Information Start Marker

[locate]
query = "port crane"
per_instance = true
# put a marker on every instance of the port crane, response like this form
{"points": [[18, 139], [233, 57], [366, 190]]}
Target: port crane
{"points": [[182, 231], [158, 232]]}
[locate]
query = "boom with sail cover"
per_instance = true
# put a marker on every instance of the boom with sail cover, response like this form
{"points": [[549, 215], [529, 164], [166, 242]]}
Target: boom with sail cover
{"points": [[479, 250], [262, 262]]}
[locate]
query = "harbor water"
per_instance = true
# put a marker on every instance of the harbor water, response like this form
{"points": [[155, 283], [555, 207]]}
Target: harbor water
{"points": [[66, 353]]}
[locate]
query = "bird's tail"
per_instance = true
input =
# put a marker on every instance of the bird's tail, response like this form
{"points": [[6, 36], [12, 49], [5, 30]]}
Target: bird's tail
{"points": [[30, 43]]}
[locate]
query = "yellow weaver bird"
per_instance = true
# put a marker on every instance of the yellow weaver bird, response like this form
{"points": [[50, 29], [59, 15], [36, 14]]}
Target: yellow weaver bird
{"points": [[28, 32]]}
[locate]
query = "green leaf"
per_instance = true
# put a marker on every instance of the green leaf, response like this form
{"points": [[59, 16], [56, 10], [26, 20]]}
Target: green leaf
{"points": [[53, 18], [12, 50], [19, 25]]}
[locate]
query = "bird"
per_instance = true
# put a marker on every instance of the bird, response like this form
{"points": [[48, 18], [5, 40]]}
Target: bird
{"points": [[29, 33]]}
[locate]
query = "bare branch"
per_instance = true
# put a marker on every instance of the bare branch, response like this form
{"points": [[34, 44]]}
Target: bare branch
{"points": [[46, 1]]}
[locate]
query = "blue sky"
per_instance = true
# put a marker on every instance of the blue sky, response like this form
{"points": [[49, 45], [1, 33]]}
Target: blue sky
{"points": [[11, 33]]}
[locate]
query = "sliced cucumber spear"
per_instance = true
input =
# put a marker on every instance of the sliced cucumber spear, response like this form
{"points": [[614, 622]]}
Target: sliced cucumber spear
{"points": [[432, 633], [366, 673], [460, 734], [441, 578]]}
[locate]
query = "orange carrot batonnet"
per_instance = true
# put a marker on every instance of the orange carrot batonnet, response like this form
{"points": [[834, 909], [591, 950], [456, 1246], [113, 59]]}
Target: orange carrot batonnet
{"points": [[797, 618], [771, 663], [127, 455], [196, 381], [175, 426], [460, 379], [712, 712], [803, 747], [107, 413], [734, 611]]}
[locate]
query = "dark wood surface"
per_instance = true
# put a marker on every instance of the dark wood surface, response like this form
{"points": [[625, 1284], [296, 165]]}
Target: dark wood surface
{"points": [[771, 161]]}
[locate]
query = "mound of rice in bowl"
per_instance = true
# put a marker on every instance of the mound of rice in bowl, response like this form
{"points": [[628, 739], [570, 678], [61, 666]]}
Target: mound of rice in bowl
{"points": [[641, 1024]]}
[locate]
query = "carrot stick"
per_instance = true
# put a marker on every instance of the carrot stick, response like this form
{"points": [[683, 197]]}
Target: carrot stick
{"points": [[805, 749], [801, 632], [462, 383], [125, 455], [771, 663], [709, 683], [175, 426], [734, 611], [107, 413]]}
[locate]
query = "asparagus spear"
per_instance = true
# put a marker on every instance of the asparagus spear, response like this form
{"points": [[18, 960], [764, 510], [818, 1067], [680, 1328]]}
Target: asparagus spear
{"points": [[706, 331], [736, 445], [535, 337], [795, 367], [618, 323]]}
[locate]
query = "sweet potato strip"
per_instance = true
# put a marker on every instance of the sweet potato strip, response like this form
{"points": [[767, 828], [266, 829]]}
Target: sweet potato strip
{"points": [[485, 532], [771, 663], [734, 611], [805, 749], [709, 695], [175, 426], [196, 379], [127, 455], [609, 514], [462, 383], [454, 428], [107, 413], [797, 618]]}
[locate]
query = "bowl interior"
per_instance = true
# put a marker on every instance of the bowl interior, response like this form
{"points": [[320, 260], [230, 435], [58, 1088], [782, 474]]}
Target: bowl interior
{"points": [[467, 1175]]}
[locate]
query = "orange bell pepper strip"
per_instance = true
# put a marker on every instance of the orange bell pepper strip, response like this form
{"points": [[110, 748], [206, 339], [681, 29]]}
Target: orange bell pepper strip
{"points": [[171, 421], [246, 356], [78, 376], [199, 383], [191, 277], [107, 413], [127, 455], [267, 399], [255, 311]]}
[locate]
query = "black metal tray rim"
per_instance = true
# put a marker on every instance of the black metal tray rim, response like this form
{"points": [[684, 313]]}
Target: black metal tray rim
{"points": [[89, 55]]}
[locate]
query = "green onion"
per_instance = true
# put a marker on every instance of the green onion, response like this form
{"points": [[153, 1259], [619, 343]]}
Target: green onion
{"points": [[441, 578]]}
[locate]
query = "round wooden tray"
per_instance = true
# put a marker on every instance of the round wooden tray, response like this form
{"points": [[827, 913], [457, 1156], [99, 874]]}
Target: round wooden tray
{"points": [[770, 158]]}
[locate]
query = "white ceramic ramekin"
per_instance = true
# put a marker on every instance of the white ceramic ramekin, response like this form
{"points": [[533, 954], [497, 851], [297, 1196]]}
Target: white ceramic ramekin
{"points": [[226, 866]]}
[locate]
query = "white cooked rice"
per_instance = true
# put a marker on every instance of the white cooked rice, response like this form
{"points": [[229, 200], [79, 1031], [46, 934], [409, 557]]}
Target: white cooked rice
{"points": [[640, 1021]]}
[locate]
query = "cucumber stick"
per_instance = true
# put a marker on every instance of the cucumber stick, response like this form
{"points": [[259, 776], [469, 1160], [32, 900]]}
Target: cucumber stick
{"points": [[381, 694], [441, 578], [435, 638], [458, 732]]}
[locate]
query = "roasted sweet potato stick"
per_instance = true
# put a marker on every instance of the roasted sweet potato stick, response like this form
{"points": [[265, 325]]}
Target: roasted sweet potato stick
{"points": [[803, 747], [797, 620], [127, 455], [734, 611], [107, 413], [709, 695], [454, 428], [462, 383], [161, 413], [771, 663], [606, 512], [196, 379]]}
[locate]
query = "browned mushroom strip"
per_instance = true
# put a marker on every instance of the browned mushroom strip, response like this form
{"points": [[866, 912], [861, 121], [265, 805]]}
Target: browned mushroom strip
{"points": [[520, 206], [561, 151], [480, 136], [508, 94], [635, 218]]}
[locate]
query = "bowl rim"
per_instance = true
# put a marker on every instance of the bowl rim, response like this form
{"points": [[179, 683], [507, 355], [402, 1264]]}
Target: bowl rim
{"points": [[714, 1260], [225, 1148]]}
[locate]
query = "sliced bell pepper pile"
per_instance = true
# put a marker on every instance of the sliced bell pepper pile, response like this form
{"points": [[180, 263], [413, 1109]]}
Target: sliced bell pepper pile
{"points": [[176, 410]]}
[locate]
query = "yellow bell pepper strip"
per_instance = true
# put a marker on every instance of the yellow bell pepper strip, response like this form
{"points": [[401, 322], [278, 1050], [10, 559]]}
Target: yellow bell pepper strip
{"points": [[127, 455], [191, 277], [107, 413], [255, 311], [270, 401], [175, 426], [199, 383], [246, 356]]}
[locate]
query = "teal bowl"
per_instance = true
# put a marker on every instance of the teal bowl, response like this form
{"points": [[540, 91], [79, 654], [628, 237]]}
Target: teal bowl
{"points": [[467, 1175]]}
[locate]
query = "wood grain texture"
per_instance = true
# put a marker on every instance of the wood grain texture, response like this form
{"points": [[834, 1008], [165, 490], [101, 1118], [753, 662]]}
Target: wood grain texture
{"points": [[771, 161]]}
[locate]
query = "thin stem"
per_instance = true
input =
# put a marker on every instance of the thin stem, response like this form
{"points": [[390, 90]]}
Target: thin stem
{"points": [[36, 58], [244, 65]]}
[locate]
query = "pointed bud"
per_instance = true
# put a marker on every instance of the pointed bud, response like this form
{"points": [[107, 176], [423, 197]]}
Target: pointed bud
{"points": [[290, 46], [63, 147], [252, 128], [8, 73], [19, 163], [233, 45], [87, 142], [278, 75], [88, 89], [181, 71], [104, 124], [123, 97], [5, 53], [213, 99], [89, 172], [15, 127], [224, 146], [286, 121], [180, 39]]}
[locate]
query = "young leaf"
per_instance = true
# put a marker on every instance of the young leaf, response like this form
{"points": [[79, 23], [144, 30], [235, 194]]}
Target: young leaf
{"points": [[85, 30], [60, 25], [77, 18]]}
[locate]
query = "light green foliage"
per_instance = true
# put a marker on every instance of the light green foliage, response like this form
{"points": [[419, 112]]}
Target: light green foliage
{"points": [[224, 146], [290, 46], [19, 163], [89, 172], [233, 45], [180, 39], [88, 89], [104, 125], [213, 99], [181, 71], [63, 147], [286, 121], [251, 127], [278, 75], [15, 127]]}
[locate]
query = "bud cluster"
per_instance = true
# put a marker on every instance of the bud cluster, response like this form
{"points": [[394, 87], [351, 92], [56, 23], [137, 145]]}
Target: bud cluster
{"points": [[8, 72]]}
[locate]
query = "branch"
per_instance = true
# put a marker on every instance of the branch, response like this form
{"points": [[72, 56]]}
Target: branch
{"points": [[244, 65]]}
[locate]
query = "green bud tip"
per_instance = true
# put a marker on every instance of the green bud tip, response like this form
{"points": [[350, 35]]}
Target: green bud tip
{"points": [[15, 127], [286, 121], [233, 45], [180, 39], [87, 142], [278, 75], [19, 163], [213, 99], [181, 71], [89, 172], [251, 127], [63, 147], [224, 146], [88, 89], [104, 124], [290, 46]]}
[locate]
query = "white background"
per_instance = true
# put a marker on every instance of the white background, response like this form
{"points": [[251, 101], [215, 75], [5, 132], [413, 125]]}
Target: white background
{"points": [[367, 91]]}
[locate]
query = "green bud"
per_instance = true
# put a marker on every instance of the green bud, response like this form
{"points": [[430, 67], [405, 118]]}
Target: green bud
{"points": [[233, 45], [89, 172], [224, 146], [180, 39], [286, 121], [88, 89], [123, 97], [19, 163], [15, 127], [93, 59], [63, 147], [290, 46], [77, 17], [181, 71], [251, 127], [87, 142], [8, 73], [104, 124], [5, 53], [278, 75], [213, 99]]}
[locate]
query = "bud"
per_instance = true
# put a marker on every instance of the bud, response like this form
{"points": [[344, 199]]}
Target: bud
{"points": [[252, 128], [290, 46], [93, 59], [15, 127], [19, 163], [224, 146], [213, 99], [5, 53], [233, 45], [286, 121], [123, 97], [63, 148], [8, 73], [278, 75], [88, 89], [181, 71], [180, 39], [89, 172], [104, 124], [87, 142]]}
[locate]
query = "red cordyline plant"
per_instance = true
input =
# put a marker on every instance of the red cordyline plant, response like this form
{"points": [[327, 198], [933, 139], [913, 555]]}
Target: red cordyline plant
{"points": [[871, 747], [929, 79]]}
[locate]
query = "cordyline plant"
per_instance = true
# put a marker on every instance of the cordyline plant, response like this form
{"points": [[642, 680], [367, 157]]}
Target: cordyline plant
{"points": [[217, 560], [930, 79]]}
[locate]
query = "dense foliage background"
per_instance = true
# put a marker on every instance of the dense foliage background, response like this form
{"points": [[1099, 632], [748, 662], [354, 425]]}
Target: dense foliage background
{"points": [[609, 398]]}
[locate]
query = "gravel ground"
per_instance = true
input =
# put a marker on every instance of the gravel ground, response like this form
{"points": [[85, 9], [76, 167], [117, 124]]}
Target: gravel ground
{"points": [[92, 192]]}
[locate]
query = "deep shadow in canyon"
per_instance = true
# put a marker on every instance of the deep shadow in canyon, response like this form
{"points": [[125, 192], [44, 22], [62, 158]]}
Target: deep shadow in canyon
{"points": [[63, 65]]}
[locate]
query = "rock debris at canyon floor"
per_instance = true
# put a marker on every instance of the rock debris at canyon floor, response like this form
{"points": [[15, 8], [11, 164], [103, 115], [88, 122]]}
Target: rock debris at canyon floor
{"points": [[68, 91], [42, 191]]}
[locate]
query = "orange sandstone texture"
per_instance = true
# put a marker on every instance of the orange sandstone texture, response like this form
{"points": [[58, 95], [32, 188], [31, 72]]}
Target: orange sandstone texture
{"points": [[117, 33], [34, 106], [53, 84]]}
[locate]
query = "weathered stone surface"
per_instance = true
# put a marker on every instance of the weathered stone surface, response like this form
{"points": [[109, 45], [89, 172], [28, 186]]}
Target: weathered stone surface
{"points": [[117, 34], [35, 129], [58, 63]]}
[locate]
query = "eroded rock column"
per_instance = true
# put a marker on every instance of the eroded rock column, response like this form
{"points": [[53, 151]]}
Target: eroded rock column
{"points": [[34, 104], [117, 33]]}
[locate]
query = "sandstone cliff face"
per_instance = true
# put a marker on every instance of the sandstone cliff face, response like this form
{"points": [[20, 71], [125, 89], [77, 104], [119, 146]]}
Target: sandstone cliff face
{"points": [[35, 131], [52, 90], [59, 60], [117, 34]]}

Information End Marker

> [What the exercise asks] Give back exactly the lines above, from the line containing "# put a marker on every instance of the blue" through the line containing "# put a marker on every instance of the sliced cucumber", with both end lines and nothing more.

> [Finished exercise]
# put a marker on every instance of the blue sky, response like this form
{"points": [[49, 45], [1, 33]]}
Target: blue sky
{"points": [[11, 33]]}
[locate]
query = "sliced cucumber spear"
per_instance = true
input =
# put a marker on every instance of the sliced cucumber spear, response like this form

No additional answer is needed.